→ SOURCE MATERIAL
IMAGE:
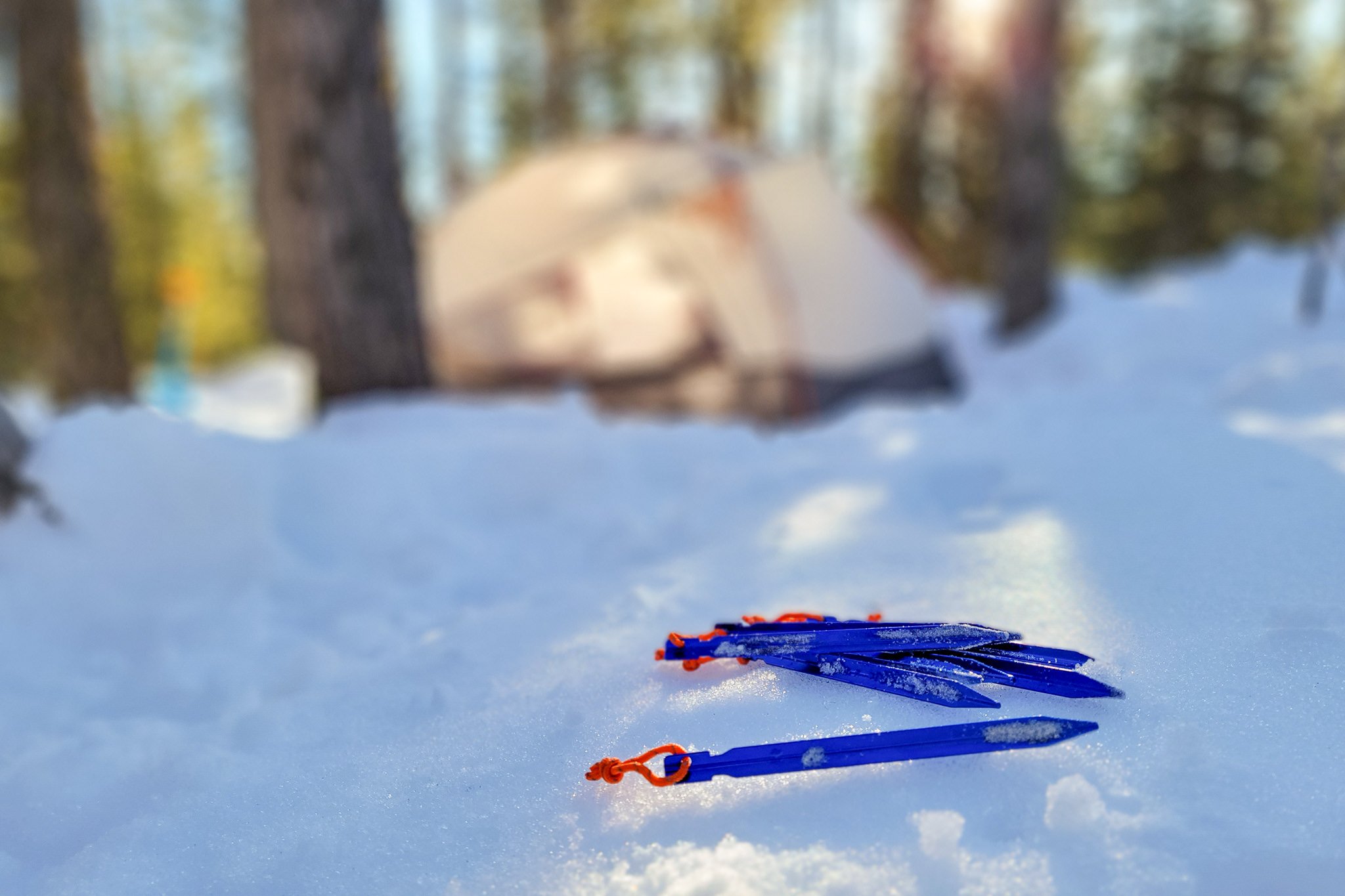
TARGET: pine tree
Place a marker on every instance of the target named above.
(1029, 178)
(65, 219)
(341, 268)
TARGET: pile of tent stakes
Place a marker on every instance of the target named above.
(933, 661)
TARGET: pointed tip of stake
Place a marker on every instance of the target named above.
(1034, 731)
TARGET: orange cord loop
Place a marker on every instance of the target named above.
(612, 769)
(789, 617)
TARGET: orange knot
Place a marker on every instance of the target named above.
(789, 617)
(612, 769)
(678, 640)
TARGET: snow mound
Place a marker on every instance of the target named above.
(377, 657)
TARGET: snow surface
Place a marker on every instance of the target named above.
(378, 657)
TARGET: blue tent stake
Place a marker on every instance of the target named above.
(884, 746)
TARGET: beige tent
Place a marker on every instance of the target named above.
(676, 276)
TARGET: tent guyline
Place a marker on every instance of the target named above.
(931, 661)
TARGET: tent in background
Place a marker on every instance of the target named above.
(676, 277)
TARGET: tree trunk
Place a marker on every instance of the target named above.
(917, 79)
(66, 222)
(341, 267)
(736, 49)
(560, 113)
(1030, 165)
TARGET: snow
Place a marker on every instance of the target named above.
(377, 657)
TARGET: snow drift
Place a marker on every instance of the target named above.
(380, 656)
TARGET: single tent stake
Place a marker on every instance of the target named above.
(682, 767)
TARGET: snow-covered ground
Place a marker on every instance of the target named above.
(378, 657)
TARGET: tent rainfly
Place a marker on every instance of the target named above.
(676, 277)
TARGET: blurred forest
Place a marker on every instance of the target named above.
(1184, 125)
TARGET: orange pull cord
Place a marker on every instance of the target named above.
(692, 666)
(612, 769)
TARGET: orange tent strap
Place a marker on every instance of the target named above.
(612, 769)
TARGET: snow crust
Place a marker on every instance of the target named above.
(378, 657)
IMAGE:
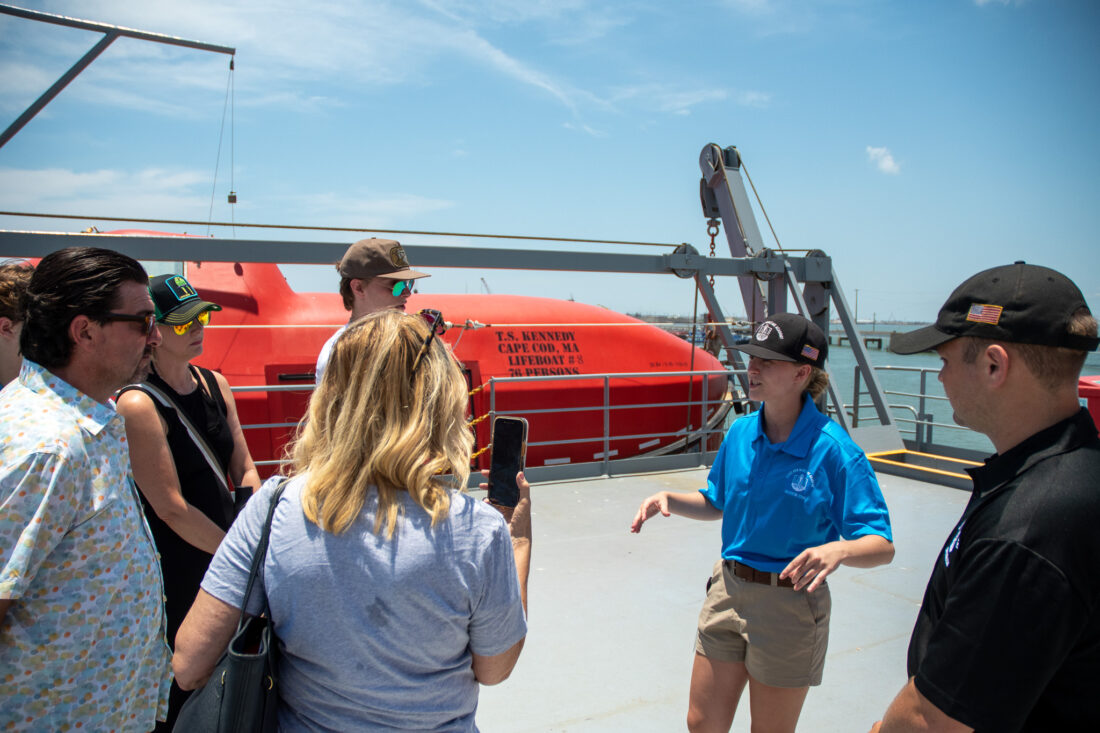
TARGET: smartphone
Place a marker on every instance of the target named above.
(509, 449)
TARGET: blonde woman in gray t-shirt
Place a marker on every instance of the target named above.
(393, 593)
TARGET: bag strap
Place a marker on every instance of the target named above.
(198, 438)
(257, 557)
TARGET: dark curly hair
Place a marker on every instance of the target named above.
(68, 283)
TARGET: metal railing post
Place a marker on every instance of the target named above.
(607, 424)
(856, 392)
(923, 430)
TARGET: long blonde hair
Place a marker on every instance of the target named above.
(373, 422)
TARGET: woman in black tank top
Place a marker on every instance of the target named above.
(186, 450)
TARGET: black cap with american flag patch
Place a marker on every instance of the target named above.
(1016, 303)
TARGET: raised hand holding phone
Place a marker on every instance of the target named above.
(509, 449)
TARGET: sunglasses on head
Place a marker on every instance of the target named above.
(202, 318)
(146, 321)
(436, 325)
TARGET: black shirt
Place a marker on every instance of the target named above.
(1008, 636)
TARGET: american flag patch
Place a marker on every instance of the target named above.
(985, 314)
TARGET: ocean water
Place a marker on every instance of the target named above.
(842, 363)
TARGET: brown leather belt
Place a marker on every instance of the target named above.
(754, 576)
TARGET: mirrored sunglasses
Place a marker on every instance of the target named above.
(436, 326)
(202, 318)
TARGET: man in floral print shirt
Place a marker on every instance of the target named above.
(81, 615)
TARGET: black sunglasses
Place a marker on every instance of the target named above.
(147, 321)
(436, 325)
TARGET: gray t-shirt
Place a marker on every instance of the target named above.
(375, 633)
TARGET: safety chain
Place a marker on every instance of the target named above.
(712, 229)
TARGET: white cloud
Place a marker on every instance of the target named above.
(146, 193)
(182, 194)
(668, 98)
(758, 99)
(883, 160)
(585, 129)
(282, 43)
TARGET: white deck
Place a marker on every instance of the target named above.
(613, 615)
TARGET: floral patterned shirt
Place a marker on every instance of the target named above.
(81, 645)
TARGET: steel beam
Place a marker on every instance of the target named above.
(111, 32)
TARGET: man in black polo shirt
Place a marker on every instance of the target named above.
(1008, 637)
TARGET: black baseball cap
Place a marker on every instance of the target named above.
(175, 301)
(788, 337)
(1016, 303)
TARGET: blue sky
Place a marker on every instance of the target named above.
(914, 142)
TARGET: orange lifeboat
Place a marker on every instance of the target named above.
(523, 356)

→ PROBLEM REQUIREMENTS
Return each line of the material above in which the string "cord" appears.

→ EXERCISE OUTPUT
TARGET: orange cord loop
TARGET: orange pull cord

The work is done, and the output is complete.